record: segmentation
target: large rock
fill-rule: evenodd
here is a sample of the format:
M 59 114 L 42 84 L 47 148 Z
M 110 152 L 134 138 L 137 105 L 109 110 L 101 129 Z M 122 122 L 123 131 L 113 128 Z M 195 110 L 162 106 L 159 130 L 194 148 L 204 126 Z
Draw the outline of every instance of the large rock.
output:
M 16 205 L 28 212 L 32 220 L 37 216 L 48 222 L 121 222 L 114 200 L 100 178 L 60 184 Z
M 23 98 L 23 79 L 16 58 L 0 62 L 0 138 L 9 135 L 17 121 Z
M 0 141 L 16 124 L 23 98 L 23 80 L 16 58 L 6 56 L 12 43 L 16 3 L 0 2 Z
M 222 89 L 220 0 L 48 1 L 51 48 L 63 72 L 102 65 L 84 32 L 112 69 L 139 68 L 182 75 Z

--------------------------------------------------

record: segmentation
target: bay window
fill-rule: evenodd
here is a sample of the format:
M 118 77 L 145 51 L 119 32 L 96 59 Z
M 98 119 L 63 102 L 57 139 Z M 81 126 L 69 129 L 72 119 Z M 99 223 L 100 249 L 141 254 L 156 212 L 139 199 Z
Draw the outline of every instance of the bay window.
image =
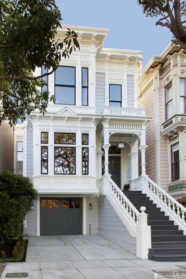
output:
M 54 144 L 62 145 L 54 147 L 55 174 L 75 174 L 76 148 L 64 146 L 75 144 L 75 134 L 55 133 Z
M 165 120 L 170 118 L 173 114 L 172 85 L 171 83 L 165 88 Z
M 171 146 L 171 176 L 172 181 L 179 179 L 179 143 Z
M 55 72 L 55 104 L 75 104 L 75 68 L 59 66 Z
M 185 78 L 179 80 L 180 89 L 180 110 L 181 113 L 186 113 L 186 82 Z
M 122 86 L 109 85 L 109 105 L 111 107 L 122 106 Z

--------------------------------------------------

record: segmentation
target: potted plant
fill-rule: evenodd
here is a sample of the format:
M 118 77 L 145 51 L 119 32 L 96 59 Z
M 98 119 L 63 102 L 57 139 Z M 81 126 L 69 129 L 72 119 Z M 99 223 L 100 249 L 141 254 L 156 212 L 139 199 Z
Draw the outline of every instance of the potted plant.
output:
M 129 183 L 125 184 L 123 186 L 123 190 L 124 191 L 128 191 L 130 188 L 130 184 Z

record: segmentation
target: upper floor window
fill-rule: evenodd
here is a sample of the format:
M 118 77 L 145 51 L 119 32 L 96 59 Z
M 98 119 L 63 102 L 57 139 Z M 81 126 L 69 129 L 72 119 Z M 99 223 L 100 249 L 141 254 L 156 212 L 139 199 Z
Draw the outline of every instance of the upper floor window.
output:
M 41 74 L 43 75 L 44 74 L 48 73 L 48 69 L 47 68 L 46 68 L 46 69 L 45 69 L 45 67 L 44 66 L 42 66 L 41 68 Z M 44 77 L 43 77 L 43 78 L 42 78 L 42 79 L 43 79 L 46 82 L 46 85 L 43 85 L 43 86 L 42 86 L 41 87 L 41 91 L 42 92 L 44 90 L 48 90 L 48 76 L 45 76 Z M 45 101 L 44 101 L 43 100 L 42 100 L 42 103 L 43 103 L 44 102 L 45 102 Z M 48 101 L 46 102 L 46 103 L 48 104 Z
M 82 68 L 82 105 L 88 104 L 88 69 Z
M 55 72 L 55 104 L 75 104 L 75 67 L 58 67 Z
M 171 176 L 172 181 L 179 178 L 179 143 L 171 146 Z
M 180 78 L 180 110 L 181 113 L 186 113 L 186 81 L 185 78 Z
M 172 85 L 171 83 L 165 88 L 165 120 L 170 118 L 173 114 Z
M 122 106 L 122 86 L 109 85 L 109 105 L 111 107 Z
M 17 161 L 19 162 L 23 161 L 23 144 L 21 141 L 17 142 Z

--------------------------------------------------

- _THE TASK_:
Identify each line in the listing above that contains the word "upper". Case counts.

- _TASK SOLUTION_:
target: upper floor window
Draw the outline of every instance of the upper floor window.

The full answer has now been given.